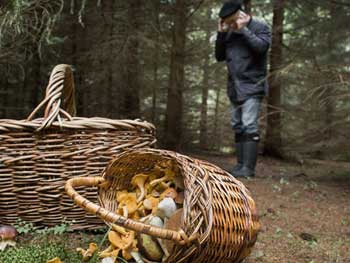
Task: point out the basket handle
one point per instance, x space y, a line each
61 80
179 237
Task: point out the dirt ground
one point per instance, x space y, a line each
304 210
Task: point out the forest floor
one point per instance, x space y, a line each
304 210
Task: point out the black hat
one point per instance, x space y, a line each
230 8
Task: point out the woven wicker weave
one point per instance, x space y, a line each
219 221
37 156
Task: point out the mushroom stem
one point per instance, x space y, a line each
137 257
125 211
119 229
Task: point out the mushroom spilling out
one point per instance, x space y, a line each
153 198
7 236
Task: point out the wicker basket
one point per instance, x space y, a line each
219 221
37 156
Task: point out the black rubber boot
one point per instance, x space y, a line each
239 156
250 156
239 152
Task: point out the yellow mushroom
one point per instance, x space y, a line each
139 181
127 204
170 192
110 253
119 240
106 253
87 254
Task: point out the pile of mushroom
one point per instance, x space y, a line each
155 197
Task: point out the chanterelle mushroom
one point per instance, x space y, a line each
7 236
139 181
128 203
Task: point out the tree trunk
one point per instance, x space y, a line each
216 118
155 61
176 81
204 105
273 133
326 97
131 92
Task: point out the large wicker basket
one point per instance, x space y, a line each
37 156
219 221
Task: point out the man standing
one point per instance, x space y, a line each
243 42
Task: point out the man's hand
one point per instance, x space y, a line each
243 20
222 27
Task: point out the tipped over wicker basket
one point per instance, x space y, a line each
219 221
37 156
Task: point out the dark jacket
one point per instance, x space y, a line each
245 53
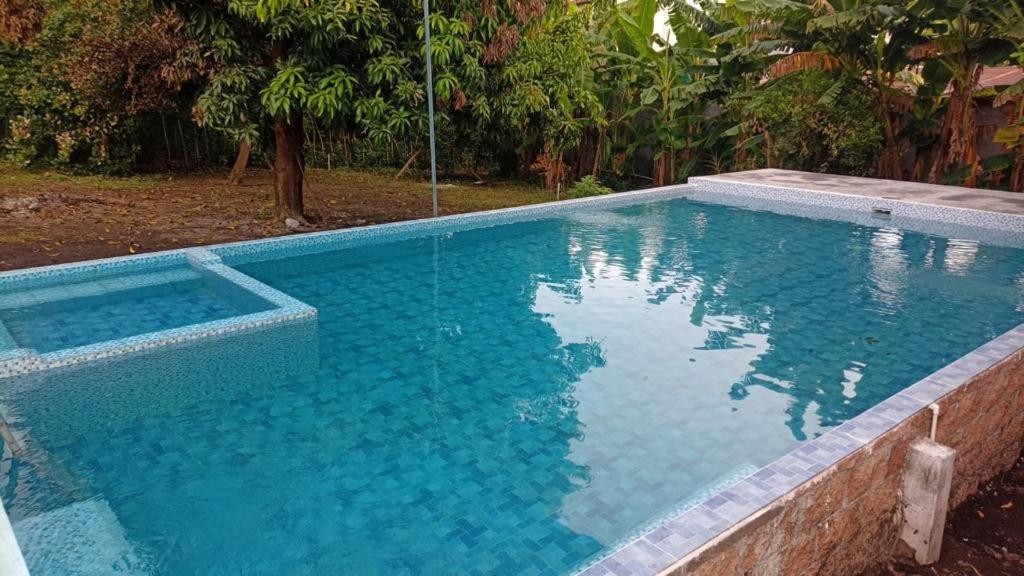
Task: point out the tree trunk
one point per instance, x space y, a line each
955 145
241 162
289 166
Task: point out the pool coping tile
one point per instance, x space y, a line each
667 543
686 533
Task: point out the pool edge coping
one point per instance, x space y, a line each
717 516
284 309
671 543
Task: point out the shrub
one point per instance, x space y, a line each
811 126
588 186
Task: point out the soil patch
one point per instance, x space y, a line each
51 218
983 537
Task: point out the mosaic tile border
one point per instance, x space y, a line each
20 361
911 211
672 541
268 248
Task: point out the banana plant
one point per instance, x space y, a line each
671 75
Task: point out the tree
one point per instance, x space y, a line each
272 63
964 36
670 82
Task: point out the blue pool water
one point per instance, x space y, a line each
511 400
55 318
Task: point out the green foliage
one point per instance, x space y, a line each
809 125
849 86
588 186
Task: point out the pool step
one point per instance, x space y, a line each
90 536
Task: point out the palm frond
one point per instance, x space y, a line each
800 62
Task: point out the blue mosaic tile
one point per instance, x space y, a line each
177 447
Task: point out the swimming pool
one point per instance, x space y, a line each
521 398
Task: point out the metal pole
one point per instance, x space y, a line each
430 104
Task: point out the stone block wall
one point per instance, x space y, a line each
848 518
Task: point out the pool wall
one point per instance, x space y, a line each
848 517
834 505
15 361
828 506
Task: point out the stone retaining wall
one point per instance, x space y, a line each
848 517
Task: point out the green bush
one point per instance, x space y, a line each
814 121
588 186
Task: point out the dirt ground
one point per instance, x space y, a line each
983 537
49 218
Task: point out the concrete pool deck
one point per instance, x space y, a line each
822 506
954 197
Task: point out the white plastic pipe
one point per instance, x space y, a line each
935 420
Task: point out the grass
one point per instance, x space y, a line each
11 175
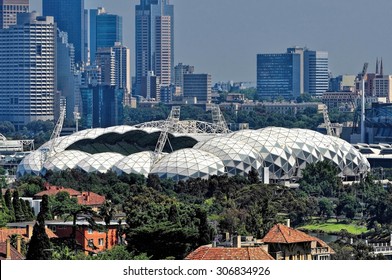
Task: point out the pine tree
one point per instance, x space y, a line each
39 246
8 203
30 210
26 209
18 210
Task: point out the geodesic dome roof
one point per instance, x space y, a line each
99 163
140 163
278 158
64 160
238 157
284 151
188 163
30 165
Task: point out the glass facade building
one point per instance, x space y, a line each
70 17
28 70
9 10
316 72
105 30
154 41
278 75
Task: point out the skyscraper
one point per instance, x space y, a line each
28 70
65 74
9 10
290 74
122 69
70 17
154 39
197 86
179 71
316 73
278 75
105 30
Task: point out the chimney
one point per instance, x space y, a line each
237 241
18 244
29 231
8 249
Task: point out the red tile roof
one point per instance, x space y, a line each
90 199
6 233
53 190
84 198
282 234
15 255
208 252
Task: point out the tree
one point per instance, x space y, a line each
18 210
203 227
8 203
325 207
39 246
107 211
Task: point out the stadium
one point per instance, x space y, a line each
180 150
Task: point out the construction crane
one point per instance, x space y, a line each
363 117
170 122
361 89
48 152
218 118
327 122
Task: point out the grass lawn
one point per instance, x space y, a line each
334 227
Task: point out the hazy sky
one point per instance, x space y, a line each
222 37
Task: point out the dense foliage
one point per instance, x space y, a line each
167 219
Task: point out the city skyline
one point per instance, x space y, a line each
226 39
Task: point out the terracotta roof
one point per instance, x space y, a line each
15 255
84 198
208 252
282 234
53 190
6 233
90 198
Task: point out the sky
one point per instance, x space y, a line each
223 37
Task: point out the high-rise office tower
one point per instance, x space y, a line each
290 74
105 60
154 39
105 30
197 86
278 75
9 10
179 71
28 70
70 17
65 74
316 73
122 69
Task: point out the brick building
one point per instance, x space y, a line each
90 240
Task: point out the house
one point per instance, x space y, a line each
208 252
8 252
235 248
25 230
90 199
280 243
286 243
90 240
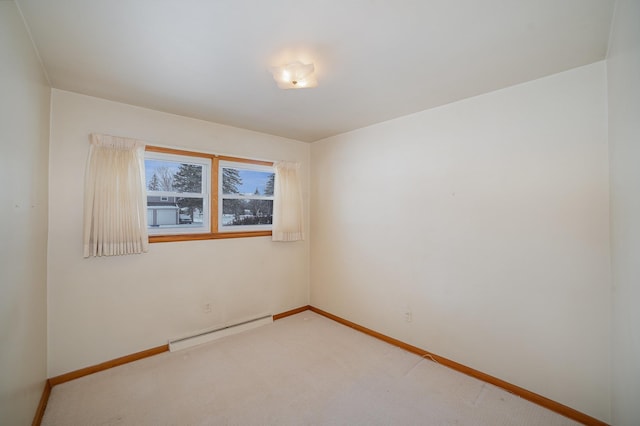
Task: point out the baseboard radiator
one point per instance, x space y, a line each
217 333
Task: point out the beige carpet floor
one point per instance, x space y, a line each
301 370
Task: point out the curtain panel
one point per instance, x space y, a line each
287 214
115 208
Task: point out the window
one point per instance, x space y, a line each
178 196
194 196
246 196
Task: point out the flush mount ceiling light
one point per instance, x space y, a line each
295 75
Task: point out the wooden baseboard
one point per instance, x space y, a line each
53 381
107 365
291 312
516 390
37 419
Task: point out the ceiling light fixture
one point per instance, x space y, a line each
295 75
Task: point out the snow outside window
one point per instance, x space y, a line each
178 194
245 197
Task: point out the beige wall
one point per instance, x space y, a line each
24 135
103 308
623 72
488 220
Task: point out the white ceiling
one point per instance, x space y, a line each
375 59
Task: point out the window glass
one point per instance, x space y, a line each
246 201
177 194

----

**GIVEN TASK**
Copy every one of the records above line for line, without changing a word, and leave out the pictures.

**WRITTEN ANSWER**
Task: point out the basket handle
one point per instance, x space y, a line each
61 80
179 237
Task: point out the dirt ground
one point per instance, x space y, a line each
304 210
Task: point out the forest floor
one point per instance, x space y, a line each
304 210
Task: point out the black hat
one point per instance, x space y, a line each
230 8
Task: point out the woven wicker weave
one point per instance, x space y, a line each
219 221
37 156
Task: point out the mushroom stem
one point per instance, x space y, a line each
137 257
125 211
119 229
Task: point out the mushroom spilling out
one point per instance, x space y, a line each
153 198
7 236
Task: point out the wicker basket
one point per instance, x space y, a line each
219 221
37 156
Task: point out the black rubber boot
one point per instance, x space y, a line each
239 156
250 156
239 152
Task: point out the yellow mushroom
one point per instance, x space y, a line each
139 181
127 204
170 192
110 253
119 240
106 253
87 254
Task: point out the pile of mushroom
one point per instance, x space y, a line each
155 197
Task: point out the chanterelle mushroom
one point per instance, x space y, a line each
7 236
139 181
128 203
Task: point out the tree trunk
one point per instance, x space y, a line each
216 118
155 61
176 81
204 105
273 133
326 97
131 92
Task: point out the large wicker basket
one point per instance, x space y, a line each
37 156
219 221
Task: point out the man standing
one point per instance, x space y, a line each
243 42
Task: point out the man's hand
one point per instance, x space y, a line each
243 20
222 27
Task: point out the tipped over wicker basket
one point per instance, x space y, a line each
219 221
37 156
Task: point out the dark jacket
one point per instance, x space y, a line each
245 53
Task: point out the tree trunk
one point per instance, x space y, a line each
955 145
241 162
289 166
Task: point out the pool coping tile
one point per instance, x space y, a line each
667 543
686 533
Task: point out the pool edge coping
one point per instance, x space y, a line each
717 516
284 309
671 543
Task: point out the shrub
one point per instance, x space y, a line each
811 126
588 186
Task: point out the soil patch
one point per instance, x space y, a line each
51 218
983 537
Task: point out the mosaic tile border
one point per instance, x space y, a line each
20 361
911 211
672 541
268 248
Task: point out the banana plant
one point per instance, x space y, a line each
671 75
Task: point out the tree
one point per instance, x space y, a line each
272 63
964 36
670 82
Task: point out the blue pool water
one point per instance, x space y, a line each
511 400
55 318
Task: point out the green foliage
one point per instance, x space y, a line each
809 125
849 86
588 186
Task: point out the pool step
one point per instance, x space y, a line each
90 536
Task: point out the palm frond
one point per instance, x space y, a line each
800 62
Task: point out the blue mosaic tile
one point per instance, x space y, a line each
177 447
Task: point out the swimming pool
one point per instance, x space y, a line each
521 398
Task: point out the metal pole
one point per instance, x space y, a line each
430 104
Task: point out the stone block wall
one point per instance, x space y, a line each
848 518
Task: point out the pool wall
one point per instance, x space y, a line each
848 517
834 505
15 361
828 506
Task: point out the stone retaining wall
one point per instance, x space y, a line each
848 517
Task: point out the green bush
one point per instance, x space y, a line each
814 121
588 186
Task: point out the dirt ground
one point per instance, x space y, a line each
983 537
49 218
Task: point out the concrete pool deck
one point per instance, x space y, a line each
822 506
954 197
Task: point out the white plastic pipe
one point per instance, x space y, a line each
935 420
Task: point out the grass
one point per instance, x space y, a line each
11 175
Task: point out the pine tree
one point per instance, x space y, a line each
39 246
8 203
30 210
26 209
18 210
Task: point out the geodesic dome roof
one point per instance, x space y, a line each
99 163
140 163
278 158
64 160
238 157
284 151
188 163
30 165
Task: point out the glass facade building
one point per instance, x space y, a line each
70 17
28 70
9 10
316 72
105 30
154 41
278 75
Task: point out the skyscraper
one point per instance, x space y, a line each
28 70
65 74
9 10
290 74
122 69
70 17
154 39
197 86
179 71
316 73
278 75
105 30
Task: point out the chimney
one point per instance, x space y, a line each
237 241
18 244
29 231
8 249
Task: point out the red tile roof
one point per instance, x space y, a line each
90 199
6 233
53 190
84 198
282 234
15 255
208 252
Task: point out the tree
one point per instance, x space y, a line each
18 210
203 227
8 203
325 207
39 246
107 211
Task: point out the stadium
one point per instance, x space y, a line each
180 150
Task: point out the construction crane
one point per instance, x space y, a line each
363 117
170 122
361 89
48 152
218 118
327 122
Task: point out the grass lawn
one point per instance, x space y, a line each
334 227
Task: point out the hazy sky
one point per instance, x space y, a line each
222 37
Task: point out the dense foliage
one point per instance, x space y, a line each
167 219
Task: point out the city skyline
one point per instance, x space y, a line each
226 39
Task: point out the terracotta roof
one point per instance, x space y, a line each
15 255
84 198
208 252
282 234
53 190
6 233
90 198
Task: point out the sky
one point per instance, x space y, a line each
223 37
Task: point out the high-rise office tower
one point per instance, x space y, a line each
290 74
105 60
154 39
105 30
197 86
278 75
9 10
179 71
28 70
70 17
65 74
316 73
122 69
Task: point out the brick building
one point per instance, x space y, a line each
90 240
Task: point out the house
one point per instance, x space y, a line each
208 252
8 252
235 248
25 230
90 199
280 243
286 243
90 240
Task: point out the baseboard radiator
one point per instance, x space y, a line each
217 333
Task: point out the beige carpet floor
one point per instance, x space y, a line each
301 370
Task: point out the curtain panel
one point per instance, x space y, a line each
287 214
115 208
Task: point out the window
one point per instance, x space y, a line each
178 196
194 196
246 196
Task: point out the flush mount ceiling light
one point per instance, x space y, a line each
295 75
Task: point out the wooden baseboard
one point per instance, x space y, a line each
53 381
107 365
291 312
516 390
37 419
Task: point out the ceiling light fixture
one point per instance, x space y, a line each
295 75
Task: point out the snow outside window
one point per instance, x space y, a line each
178 194
245 197
Task: point out the beige wall
one point per instance, x space y, a line each
24 135
103 308
623 72
488 220
Task: point out the white ceiling
one point per instance, x space y, a line each
375 59
Task: point out the window glass
one point per instance, x space y, a line each
246 201
177 194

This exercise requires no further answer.